▶ **Extracted information**
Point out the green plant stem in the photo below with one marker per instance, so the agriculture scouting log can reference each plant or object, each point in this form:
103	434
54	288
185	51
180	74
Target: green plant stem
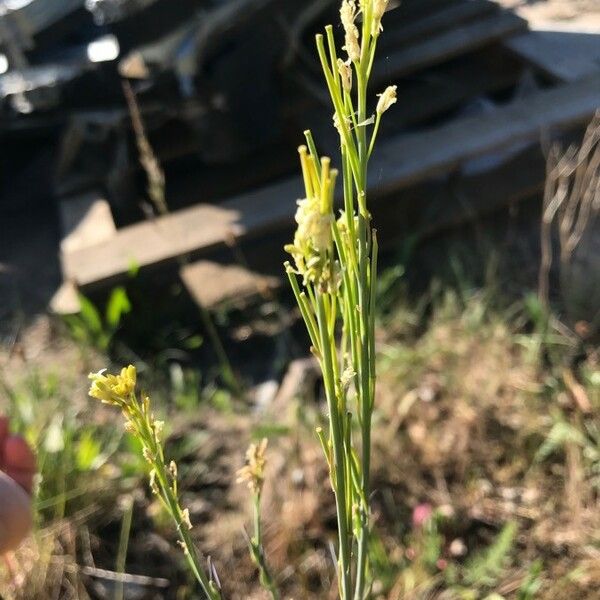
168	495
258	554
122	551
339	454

---

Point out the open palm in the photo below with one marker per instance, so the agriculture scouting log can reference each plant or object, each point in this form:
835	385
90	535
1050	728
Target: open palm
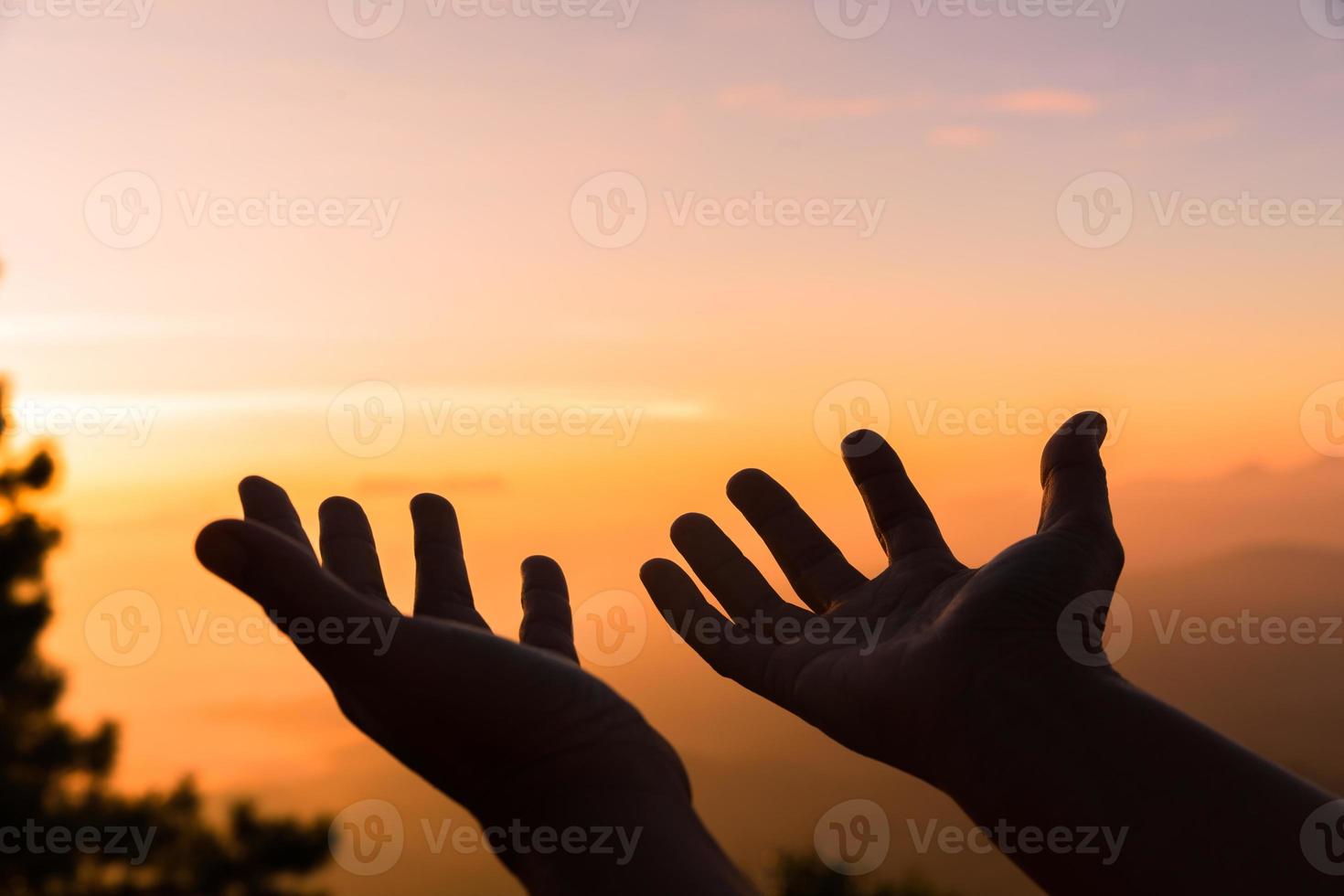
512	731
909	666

▶ **Your objective**
Where does "reference" occur in the data? Copy each line that has it.

▶ **Answer section**
Point out the green plant stem in the photo below with one marker per instance, so the agriculture scouting log can reference each plant or object, each point in this form:
Point out the open palm in the photo below with one marker per instance, so the agriculture scouting log can reference each plant or object, each point in this form:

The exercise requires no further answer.